• **To do**
Print all of the data below, keeping every line identical to the original.
#####
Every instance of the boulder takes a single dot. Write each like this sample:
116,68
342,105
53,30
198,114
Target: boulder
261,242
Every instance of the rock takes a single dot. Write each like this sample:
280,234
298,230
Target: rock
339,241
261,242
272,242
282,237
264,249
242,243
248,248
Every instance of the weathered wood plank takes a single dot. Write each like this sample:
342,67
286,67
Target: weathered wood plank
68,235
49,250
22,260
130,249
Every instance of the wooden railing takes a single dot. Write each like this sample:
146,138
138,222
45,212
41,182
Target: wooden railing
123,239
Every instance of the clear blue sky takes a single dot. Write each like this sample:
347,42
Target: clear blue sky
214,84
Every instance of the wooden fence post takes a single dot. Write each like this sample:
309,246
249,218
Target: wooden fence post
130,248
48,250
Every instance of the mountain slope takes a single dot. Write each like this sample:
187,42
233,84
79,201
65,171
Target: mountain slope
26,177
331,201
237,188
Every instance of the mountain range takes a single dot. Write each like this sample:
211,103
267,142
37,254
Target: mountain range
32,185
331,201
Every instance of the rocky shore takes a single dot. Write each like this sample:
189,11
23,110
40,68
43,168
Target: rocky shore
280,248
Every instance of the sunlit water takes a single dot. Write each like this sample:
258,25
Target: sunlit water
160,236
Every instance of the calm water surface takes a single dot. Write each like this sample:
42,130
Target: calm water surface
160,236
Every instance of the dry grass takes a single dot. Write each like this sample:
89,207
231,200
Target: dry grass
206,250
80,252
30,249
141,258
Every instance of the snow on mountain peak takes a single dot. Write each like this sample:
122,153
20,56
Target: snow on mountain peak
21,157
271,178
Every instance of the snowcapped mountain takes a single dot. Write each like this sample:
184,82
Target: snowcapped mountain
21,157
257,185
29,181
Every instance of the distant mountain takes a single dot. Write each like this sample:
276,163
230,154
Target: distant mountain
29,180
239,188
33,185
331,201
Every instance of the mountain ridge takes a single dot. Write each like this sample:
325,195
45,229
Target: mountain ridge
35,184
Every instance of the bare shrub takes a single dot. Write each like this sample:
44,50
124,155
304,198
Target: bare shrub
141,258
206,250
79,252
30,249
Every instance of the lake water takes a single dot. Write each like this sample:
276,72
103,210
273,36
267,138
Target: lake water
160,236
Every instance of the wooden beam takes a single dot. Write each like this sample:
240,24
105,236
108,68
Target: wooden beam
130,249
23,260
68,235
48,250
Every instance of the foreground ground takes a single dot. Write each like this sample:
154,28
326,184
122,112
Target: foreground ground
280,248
#####
• **Complete output**
Every instance of the boulder takes a single dot. Write each like this sample:
116,68
342,105
53,30
198,114
Target: boulder
261,242
Every instance of the rock takes a single dot. Write each like this sample:
280,234
298,230
Target: rock
339,241
261,242
272,242
282,237
264,249
242,243
248,248
Every instance of the weathered wood plank takes a single dot. Write each like this sample:
342,67
286,67
Target: weathered wood plank
68,235
49,250
22,260
130,249
Every instance of the wooden railing takes a single dot. Write each like this sample:
146,138
138,222
45,212
41,182
Target: wooden railing
123,239
Every instance of the clear blue sky takes a single dot. Write each like this sample:
347,42
Target: clear blue sky
214,84
Every instance of the wooden fence post takes a single dot. Write each like this sample:
309,246
249,218
Target: wooden fence post
130,248
48,250
Every instance of the mountain slope takes a single dot. Write each like this sample:
187,42
233,84
79,201
65,171
Target: mountain slope
26,177
331,201
237,188
Every instance of the mountain range takes a single dot. Write each like this sample:
211,103
267,142
37,254
Target: mountain range
32,185
331,201
Every instance of the rocky shore takes a single dot. Write each like this sample:
189,11
23,110
40,68
43,168
Target: rocky shore
280,248
Every instance of the sunlit water takes a single dot. Write each like this sample:
258,25
Target: sunlit water
160,236
Every instance of the calm water surface takes a single dot. Write each like this sample:
42,130
Target: calm water surface
160,236
Every instance of the dry grass takes a single dot. Write each like this sample:
89,207
231,200
Target: dry grass
206,250
80,252
30,249
141,258
Every instance of the snow on mountain peak takes a single dot. Write each like this sample:
122,153
20,56
Target: snow on mountain peak
21,157
271,178
Every instance of the snowcapped mountain takes a single dot. Write each like this sample:
184,82
Target: snowcapped mountain
21,157
257,185
29,181
Every instance of the distant mountain takes a single dot. Write each like this sample:
276,163
230,154
Target: distant mountain
29,180
239,188
33,185
331,201
Every instance of the mountain ridge takes a single dot. Write each like this sample:
325,195
45,229
Target: mountain ridge
35,184
Every instance of the bare shrub takes a single dot. Write each like this sample:
44,50
124,155
304,198
Target: bare shrub
141,258
206,250
79,252
30,249
Every instance of the lake water takes a single dot. Write each like this sample:
276,72
103,210
273,36
267,138
Target: lake water
160,236
Every instance of the wooden beam takes a single dot. Write each like this sample:
240,24
105,236
108,68
Target: wooden beam
130,249
23,260
68,235
48,250
Every instance of the foreground ground takes a single dot. Write each like this sample:
154,28
326,184
122,112
Target: foreground ground
280,248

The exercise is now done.